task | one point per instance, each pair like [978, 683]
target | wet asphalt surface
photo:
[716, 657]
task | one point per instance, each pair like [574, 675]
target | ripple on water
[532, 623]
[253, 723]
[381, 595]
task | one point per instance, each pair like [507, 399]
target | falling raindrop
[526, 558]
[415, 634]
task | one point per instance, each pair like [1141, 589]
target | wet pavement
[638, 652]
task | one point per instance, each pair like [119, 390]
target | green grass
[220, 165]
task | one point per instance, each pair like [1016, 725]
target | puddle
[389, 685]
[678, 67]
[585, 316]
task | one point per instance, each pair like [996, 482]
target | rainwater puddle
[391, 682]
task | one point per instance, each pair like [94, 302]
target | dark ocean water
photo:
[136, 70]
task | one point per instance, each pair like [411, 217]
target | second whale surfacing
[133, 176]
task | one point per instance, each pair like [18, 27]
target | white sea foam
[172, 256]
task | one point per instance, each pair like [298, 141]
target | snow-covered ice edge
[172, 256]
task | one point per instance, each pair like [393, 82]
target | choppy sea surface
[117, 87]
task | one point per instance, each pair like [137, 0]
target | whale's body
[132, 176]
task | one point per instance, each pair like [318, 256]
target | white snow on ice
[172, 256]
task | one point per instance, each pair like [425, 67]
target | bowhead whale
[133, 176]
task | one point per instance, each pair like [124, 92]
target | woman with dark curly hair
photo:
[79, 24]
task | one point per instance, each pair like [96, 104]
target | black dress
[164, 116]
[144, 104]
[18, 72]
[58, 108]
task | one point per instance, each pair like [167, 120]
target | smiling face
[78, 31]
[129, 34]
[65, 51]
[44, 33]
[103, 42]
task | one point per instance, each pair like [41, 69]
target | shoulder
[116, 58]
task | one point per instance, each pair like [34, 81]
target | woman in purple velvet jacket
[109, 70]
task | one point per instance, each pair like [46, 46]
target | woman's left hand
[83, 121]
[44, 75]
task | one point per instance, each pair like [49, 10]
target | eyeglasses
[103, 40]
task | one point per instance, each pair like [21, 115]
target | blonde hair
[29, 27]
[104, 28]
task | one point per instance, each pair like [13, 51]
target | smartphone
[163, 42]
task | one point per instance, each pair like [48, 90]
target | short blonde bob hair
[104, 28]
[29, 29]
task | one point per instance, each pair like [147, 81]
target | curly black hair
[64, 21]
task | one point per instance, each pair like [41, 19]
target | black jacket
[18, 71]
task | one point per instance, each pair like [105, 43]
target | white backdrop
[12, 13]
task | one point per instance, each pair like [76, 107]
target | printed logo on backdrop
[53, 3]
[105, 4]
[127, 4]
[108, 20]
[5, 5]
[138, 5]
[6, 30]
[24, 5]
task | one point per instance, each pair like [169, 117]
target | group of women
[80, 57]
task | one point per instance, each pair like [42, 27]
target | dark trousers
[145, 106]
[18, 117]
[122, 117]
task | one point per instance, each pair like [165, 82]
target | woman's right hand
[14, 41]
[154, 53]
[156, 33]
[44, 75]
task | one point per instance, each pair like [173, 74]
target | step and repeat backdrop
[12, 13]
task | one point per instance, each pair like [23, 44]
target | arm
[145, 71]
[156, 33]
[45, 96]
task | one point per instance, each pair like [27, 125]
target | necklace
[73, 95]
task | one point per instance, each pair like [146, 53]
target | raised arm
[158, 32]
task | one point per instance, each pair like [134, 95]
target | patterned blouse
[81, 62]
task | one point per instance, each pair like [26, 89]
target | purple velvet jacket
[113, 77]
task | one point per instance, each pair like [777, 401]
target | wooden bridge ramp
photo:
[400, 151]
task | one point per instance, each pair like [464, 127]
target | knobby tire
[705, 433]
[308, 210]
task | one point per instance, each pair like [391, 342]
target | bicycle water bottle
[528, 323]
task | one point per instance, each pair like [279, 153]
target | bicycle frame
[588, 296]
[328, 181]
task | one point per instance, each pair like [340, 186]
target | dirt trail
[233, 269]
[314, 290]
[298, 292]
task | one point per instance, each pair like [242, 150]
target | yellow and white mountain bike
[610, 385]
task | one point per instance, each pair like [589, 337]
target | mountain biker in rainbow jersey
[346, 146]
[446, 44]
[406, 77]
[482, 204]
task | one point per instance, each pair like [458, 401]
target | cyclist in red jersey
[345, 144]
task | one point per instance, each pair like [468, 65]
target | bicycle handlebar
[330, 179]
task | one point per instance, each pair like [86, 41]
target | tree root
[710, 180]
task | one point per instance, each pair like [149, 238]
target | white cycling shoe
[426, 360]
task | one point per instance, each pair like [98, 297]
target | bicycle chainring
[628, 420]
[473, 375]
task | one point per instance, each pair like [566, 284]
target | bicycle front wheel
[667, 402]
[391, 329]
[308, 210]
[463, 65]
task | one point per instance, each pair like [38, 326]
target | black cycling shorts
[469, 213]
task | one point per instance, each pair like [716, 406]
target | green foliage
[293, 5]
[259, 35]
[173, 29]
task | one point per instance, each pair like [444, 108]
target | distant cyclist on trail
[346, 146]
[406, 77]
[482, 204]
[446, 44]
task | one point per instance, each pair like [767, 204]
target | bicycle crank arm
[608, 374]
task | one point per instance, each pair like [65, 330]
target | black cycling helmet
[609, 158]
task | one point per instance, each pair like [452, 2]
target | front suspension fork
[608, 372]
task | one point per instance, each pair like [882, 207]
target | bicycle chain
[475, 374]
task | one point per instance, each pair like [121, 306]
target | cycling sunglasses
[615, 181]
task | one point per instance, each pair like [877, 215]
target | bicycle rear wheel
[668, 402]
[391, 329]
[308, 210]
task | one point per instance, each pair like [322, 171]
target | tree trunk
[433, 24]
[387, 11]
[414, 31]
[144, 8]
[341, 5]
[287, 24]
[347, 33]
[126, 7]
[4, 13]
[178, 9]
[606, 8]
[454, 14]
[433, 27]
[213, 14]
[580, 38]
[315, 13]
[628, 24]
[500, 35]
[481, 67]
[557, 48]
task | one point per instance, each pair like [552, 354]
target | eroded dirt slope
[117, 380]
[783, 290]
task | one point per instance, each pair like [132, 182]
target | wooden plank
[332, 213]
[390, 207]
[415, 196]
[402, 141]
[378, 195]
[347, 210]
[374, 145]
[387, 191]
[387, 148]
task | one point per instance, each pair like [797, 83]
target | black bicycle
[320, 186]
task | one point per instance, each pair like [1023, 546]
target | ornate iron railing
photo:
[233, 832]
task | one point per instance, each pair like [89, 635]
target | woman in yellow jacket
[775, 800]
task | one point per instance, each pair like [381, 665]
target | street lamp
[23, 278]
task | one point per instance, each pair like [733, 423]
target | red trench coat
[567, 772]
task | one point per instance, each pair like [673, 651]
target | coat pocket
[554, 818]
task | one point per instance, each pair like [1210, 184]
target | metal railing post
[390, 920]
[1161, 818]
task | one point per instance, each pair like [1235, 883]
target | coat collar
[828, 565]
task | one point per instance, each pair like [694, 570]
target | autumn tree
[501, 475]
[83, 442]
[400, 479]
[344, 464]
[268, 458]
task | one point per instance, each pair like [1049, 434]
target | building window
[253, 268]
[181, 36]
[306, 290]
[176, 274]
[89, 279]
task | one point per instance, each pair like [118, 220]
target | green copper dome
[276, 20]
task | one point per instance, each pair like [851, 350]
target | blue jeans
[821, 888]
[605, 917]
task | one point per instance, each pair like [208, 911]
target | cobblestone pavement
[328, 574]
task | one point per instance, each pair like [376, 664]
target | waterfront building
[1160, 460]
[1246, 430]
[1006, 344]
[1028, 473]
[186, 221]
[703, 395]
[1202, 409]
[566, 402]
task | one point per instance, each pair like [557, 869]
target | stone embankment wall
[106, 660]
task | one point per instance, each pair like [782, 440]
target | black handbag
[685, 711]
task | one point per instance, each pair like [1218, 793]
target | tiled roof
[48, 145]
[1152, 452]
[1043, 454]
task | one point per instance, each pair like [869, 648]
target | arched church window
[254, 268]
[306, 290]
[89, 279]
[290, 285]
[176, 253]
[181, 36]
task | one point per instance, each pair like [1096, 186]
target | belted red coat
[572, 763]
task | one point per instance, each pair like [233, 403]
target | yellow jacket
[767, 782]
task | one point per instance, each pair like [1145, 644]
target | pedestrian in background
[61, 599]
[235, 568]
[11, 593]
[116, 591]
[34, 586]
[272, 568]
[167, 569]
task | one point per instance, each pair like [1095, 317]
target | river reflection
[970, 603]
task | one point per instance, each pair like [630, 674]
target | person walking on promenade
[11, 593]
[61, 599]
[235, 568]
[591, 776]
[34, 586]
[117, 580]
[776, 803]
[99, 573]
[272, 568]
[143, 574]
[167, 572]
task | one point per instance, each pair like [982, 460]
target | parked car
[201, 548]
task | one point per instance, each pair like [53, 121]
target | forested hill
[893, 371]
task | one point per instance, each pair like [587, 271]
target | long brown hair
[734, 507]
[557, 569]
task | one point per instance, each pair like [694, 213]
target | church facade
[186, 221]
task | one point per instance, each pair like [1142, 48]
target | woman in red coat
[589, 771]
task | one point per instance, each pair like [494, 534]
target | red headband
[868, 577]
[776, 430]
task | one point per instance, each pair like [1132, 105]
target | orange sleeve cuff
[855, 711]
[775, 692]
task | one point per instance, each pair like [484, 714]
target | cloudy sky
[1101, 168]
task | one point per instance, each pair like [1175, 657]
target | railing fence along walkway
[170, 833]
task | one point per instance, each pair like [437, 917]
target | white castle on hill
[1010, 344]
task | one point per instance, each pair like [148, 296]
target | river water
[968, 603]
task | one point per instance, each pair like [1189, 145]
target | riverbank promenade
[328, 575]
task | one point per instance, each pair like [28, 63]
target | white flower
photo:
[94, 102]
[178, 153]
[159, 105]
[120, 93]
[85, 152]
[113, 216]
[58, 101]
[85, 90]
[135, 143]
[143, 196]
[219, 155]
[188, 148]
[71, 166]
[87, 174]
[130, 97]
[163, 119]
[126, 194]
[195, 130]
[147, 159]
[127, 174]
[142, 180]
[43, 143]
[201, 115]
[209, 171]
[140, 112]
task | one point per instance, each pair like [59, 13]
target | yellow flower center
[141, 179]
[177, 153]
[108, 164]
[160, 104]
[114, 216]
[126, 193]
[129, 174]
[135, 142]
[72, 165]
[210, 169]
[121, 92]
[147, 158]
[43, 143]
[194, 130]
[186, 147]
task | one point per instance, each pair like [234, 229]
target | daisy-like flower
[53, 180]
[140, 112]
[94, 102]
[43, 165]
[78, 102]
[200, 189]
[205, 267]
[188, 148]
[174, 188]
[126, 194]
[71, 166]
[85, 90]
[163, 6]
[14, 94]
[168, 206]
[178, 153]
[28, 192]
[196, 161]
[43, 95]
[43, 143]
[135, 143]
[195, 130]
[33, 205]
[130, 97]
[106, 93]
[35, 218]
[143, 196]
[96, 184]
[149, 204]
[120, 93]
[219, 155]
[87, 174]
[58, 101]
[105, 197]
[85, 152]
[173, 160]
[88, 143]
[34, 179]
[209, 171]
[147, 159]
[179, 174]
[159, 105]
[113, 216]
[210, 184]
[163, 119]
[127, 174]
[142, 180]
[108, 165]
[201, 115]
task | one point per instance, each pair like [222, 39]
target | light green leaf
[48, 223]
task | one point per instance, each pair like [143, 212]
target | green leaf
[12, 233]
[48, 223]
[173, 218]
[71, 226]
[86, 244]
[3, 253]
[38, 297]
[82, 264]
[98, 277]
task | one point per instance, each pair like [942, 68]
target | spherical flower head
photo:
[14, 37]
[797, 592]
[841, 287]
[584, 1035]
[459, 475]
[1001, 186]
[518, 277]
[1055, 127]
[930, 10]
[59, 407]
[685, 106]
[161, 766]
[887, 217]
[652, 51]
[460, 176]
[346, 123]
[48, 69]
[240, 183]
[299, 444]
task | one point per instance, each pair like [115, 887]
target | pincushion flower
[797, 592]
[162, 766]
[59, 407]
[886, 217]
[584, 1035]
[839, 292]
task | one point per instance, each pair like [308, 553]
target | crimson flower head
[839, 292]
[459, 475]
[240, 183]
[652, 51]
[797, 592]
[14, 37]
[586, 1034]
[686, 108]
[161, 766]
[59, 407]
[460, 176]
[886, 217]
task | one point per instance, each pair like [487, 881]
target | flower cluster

(Written instruction) Extract every line from the one containing "task | one point per instance, each pair like [222, 39]" to the end of the entries, including both of those lines, exactly as given and with nothing added.

(Solution to this problem)
task | one point per instance, each pair like [222, 39]
target | light green leaf
[48, 223]
task | one point per instance, each pair like [143, 212]
target | green leaf
[12, 233]
[48, 223]
[173, 218]
[71, 226]
[86, 244]
[3, 253]
[38, 297]
[82, 264]
[98, 277]
task | one point per instance, each pair like [942, 68]
target | spherical flower head
photo:
[14, 37]
[797, 592]
[841, 287]
[584, 1035]
[459, 475]
[1001, 186]
[518, 277]
[1055, 127]
[930, 10]
[59, 407]
[685, 106]
[161, 766]
[887, 217]
[652, 51]
[460, 176]
[346, 123]
[48, 69]
[240, 183]
[299, 444]
task | one point per instance, each pair like [115, 887]
target | pincushion flower
[797, 592]
[162, 766]
[59, 407]
[886, 217]
[584, 1035]
[839, 292]
task | one point per instance, each pair like [308, 553]
target | crimson flower head
[839, 292]
[459, 475]
[240, 183]
[652, 51]
[797, 592]
[14, 37]
[586, 1034]
[686, 108]
[161, 766]
[59, 407]
[460, 176]
[886, 217]
task | one point per instance, each pair like [487, 881]
target | flower cluster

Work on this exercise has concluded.